Segment Open

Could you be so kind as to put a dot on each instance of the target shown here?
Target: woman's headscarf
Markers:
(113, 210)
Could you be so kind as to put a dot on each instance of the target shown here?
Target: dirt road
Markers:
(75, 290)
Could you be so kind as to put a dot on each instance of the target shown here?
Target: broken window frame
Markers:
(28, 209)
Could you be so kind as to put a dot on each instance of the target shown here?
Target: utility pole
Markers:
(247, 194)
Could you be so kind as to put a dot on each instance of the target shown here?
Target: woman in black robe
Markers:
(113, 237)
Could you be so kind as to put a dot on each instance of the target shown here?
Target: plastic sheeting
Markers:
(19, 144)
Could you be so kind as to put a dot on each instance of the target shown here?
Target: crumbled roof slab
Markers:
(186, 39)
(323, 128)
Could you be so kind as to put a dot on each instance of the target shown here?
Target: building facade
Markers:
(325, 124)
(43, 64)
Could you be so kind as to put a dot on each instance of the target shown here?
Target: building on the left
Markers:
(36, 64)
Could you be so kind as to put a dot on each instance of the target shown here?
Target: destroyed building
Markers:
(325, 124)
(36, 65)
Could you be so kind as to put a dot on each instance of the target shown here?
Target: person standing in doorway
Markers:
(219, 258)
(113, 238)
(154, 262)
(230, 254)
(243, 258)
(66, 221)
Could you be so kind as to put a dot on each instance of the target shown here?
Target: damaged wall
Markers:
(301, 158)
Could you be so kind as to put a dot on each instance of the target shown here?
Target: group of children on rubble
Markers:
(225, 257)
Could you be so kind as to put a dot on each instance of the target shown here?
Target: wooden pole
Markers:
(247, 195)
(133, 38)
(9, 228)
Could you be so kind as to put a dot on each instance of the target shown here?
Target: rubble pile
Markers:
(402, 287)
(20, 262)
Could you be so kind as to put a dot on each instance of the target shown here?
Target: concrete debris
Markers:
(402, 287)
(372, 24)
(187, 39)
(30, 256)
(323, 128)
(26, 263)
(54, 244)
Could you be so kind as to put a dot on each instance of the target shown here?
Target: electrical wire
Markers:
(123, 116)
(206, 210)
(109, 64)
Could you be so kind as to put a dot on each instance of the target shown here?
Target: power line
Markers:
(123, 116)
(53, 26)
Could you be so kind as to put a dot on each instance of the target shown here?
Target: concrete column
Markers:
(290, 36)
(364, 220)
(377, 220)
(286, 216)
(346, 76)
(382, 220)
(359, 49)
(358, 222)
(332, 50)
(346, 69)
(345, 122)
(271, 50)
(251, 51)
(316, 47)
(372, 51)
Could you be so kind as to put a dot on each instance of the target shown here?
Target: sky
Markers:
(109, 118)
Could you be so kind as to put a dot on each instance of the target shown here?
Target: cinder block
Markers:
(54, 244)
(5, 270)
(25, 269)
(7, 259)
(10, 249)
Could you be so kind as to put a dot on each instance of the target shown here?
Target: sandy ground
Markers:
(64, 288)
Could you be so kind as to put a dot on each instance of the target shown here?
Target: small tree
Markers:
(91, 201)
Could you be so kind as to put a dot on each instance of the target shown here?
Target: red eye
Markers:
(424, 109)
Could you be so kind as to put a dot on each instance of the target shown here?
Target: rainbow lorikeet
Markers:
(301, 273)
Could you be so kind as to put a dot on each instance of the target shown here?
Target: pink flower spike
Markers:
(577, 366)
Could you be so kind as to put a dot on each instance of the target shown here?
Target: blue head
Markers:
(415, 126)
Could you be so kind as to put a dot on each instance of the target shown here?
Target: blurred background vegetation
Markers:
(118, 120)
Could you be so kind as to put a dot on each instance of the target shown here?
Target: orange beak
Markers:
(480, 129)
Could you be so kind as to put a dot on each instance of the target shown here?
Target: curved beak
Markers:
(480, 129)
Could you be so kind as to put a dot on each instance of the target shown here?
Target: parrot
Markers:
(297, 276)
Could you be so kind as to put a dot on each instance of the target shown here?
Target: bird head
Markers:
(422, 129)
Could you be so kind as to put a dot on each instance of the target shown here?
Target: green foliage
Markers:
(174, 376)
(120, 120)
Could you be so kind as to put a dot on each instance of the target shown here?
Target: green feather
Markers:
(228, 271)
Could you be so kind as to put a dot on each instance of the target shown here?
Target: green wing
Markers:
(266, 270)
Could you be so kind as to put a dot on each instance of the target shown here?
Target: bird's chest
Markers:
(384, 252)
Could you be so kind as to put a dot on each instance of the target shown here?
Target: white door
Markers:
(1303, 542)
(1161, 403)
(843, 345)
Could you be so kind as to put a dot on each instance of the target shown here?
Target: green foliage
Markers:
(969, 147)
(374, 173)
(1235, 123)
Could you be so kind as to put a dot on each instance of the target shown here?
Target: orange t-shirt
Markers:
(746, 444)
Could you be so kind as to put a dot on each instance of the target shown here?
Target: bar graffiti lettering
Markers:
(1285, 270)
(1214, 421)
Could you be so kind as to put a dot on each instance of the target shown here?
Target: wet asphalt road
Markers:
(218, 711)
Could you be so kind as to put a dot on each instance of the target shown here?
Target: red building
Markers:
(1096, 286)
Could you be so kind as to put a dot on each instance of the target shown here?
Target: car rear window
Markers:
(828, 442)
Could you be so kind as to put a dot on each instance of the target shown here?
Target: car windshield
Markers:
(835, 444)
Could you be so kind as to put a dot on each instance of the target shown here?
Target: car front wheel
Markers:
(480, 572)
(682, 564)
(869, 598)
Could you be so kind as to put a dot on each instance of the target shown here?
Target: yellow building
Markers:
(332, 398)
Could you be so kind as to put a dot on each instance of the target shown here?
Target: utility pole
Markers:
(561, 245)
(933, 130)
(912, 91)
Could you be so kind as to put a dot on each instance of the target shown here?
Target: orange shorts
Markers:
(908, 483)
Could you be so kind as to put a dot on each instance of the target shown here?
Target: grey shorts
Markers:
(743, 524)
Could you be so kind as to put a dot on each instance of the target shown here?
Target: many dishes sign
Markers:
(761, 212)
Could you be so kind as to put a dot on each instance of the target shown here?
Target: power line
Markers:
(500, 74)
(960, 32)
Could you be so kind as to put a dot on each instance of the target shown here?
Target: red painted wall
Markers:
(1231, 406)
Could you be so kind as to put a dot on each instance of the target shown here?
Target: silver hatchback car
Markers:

Segment Closed

#### PROBLEM DETAILS:
Check the data for the word "green" and pull out the lines that have it.

#### YOUR SOLUTION:
Target: green foliage
Target: green feather
Target: green wing
Target: green foliage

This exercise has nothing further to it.